=== Extracted text ===

SEAMANS: He was really interested in people.

HOLLISTER: He didn't ever told you what to do. He sort of said, just do it well.

SEAMANS: And he knew all the machinists and--

HOLLISTER: He coined the term instrumentation.

SEAMANS: The room was just packed. You knew you were dealing with a power.

HOLLISTER: He was really excited by space.

SEAMANS: He said, I guarantee, if you stay with us, you'll have a lot of fun. He had his degree from Stanford, I think in psychology. And he came here almost as a tourist, and was intrigued by it. And I've heard, and I can't prove this, that he took more courses for credit at MIT than anybody has ever taken.

BARON: He was the man responsible for the beginning of the supersonic era in the department.

HOLLISTER: Draper's excitement, although he was a pilot and liked to fly, he was really excited by space. And so under Draper's tutelage, the department moved in that direction a lot further than it had ever been.

DRAPER: I am a fellow who was a teacher at MIT, and probably always sort of a low-ranking teacher.

SEAMANS: I was there in what was called 1641-- Basic Instrumentation. The room was just packed. You could just sort of feel the tempo of it right off the start.

And he said, I'll give you a little philosophy first. He said, if you guys are really interested in a lot of nightlife and so on, you're in the wrong place. He said, you're never going to make over $10,000 a year in this field. But he said, I guarantee, if you stay with it, you'll have a lot of fun.

And I went down with Doc Draper to the Sperry Gyroscope Company. And he stood up in front of a whole bunch of engineers in the little auditorium there and sketched out how you could put in a so-called target acquisition system. And afterwards, I said, that was a pretty complicated chart.

And Doc said, look, when you're giving a talk, he said you always want to make most of the charts simple so people think they understand it. But I always throw in one that's so complicated, they think, this guy must be really smart. And we don't understand it. We know he knows what he's talking about.

[LAUGHTER]

And then he became interested in airplane instruments. He was a pilot. And he used to fly. He used to fly out at Logan Field, before it was called Logan, I think.

Hunters know about trying to lead the target, the right amount. And Doc felt that the way to go about it was to make use of the fact that in tracking a target, he had to obviously follow it. And that great motion of following should help you predict what the lead angle is, so that when the bullet got out to the vicinity of the target, it would actually be a hit, and you'd actually knock the target down.

Doc's site was being used at just about the time that the kamikazes were really raising the devil with our Navy out in the Pacific. The kamikazes were getting smart enough. They were always coming in with the sun behind them. Doc had put in a system for tracking-- the radar was just becoming available-- where you put the antenna on the gun mount, so if all of a sudden the kamikaze has the sun behind, you can close off the optics, and you could still track with a radar signal that was with a mirror and so on put right in the line of sight of the tracker.

===

### Short problem A
Using the transcript about Doc Draper, decide whether each statement agrees with it: (i) Seamans went with Draper to the Sperry Gyroscope Company; (ii) the kamikazes usually approached with the sun behind them; (iii) Draper told students they could expect to earn more than $10,000 a year in the field. For each, answer yes or no and quote the words that decide it.
### Short problem B
In the transcript about Doc Draper, what was the name of the course Seamans attended?
### Short problem C
Write the next part of the transcript about Doc Draper, starting after its last sentence.

=== Supplied data ===

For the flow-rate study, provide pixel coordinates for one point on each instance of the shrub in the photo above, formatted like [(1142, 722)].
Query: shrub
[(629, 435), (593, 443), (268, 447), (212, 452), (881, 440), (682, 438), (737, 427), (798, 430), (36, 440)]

===

### Written reply A
(i) Yes: "And I went down with Doc Draper to the Sperry Gyroscope Company."
(ii) Yes: "They were always coming in with the sun behind them."
(iii) No: "you're never going to make over $10,000 a year in this field."

### Written reply B
The course was called 1641, Basic Instrumentation.

### Written reply C
HOLLISTER: When I was an undergraduate here in the electrical engineering department-- this is now in the sort of the early '50s, '49, '50, '51, kind of-- they used to talk about this crazy guy in the aero department who was going to make a measurement of acceleration with an accelerometer, a mechanical instrument that had a little spring in it and a mass in it. And he was going to integrate that to get velocity, and then integrate that again and find out where you were.

And everybody went, ha, ha, ha. Everybody knows that if you make a little error in that measurement, you're going to integrate it twice and have a huge error. Of course, Draper knew that, and figured you'd have to make extremely precise instruments.

DRAPER: We still have to make this equipment cheaper than it is now. But I am sure that as time goes along, you will find inertial guidance equipment not in the advanced military weapons, but you will find it in commercial vehicles, on the land, in the sea, in the air, and in space. And I'm also, I believe on firm grounds if I say that 10 years from today, inertial guidance will be such an ordinary thing that it will not be even remarked by the people who are using it.

EZEKIEL: Every time I would mention ring laser gyroscopes or laser gyroscope, what have you, he always said that you're wasting your time.

SEAMANS: But was Draper's power so strong that he could just say, OK, we're not going to investigate?

SEAMANS: He had a lot of power because all the gyro work, or most of the gryo work, going on at MIT went on in the instrumentation lab, and he was the director of it.

SEAMANS: Yeah.

SEAMANS: So he was not a person to take lightly. I mean, even if, say, Ziggy had gone in there with other funding, when you sit there with Doc at his desk and explain what you're doing and see him explode and so on--

EZEKIEL: No messing around with him.

SEAMANS: You knew you were dealing with a power.

DRAPER: My facilities consisted of a broom closet somewhere in which I could keep my little pieces of paper and the second-hand equipment I had.

SEAMANS: Usually the first thing he did when he came in in the morning was to go down to the machine shop. He loved to go down and see what was going on. And he knew all the machinists. And maybe there was a test going on of a gyro. And he'd go in and see how the tests had gone all night.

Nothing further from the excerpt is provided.